### Task
Report every line of the rows below that contains the string "roof". Matching is case-sensitive.

### Supplied material
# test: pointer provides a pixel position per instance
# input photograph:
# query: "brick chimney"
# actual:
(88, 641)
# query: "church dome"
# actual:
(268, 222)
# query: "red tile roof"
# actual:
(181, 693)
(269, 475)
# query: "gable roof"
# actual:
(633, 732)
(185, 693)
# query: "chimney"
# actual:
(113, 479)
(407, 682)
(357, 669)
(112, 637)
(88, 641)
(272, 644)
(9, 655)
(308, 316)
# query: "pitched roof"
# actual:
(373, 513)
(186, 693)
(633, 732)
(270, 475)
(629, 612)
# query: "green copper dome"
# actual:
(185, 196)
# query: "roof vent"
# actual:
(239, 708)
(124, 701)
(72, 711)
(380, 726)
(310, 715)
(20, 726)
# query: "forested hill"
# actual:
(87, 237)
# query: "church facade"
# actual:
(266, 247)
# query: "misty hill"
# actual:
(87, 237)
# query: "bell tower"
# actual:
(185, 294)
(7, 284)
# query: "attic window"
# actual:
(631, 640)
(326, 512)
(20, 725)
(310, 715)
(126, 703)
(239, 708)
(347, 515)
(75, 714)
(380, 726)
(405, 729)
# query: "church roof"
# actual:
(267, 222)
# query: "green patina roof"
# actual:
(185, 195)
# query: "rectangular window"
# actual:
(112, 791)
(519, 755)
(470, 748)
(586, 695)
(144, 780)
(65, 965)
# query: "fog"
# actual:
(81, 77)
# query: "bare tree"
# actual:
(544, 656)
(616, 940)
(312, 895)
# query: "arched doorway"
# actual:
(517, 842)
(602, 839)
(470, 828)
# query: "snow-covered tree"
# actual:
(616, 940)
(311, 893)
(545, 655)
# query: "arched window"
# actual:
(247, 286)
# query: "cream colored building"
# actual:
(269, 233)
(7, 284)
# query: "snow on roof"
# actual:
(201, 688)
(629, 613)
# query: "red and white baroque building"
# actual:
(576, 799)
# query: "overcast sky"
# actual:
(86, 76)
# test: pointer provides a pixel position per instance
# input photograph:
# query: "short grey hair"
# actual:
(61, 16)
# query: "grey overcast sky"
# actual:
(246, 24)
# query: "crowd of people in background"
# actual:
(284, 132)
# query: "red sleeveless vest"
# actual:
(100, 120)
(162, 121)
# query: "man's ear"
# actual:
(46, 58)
==
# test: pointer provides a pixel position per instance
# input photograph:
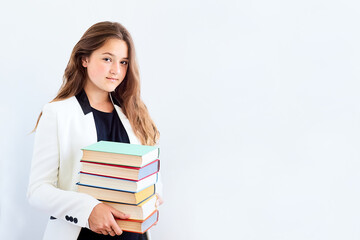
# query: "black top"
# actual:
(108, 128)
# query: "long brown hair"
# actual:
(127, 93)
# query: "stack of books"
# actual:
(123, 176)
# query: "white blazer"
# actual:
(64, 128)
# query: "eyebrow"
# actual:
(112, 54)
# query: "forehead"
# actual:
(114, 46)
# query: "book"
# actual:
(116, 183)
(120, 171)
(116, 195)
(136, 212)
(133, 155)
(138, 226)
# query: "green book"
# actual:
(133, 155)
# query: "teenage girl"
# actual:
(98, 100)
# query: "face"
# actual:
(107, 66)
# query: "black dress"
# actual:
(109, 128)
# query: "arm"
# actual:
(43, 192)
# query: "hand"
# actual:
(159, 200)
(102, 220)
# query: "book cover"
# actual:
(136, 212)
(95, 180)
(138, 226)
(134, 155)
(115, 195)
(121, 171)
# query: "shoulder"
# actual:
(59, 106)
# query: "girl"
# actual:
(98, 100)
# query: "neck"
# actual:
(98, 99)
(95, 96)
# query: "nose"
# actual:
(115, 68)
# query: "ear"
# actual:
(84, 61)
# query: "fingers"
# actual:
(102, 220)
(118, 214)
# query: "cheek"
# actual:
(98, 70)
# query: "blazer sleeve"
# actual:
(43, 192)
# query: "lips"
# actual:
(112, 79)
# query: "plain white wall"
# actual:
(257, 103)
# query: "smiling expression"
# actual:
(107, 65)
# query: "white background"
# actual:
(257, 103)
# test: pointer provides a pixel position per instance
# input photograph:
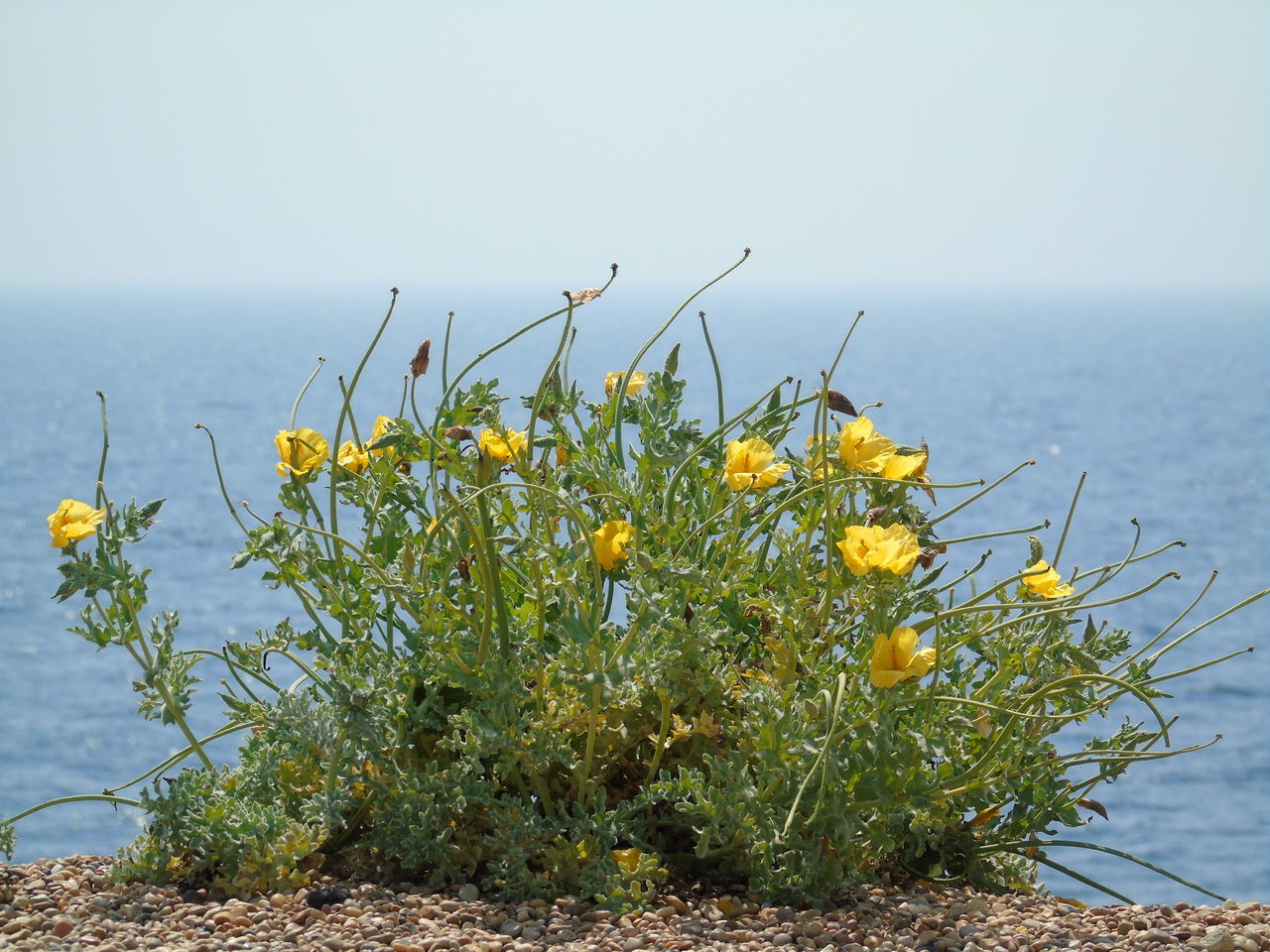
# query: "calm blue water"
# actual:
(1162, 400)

### The completed task
# query: "red tile roof"
# query: "gable roof"
# query: "pitched roof"
# query: "roof vent"
# query: "church roof"
# query: "green patina roof"
# query: "snow on roof"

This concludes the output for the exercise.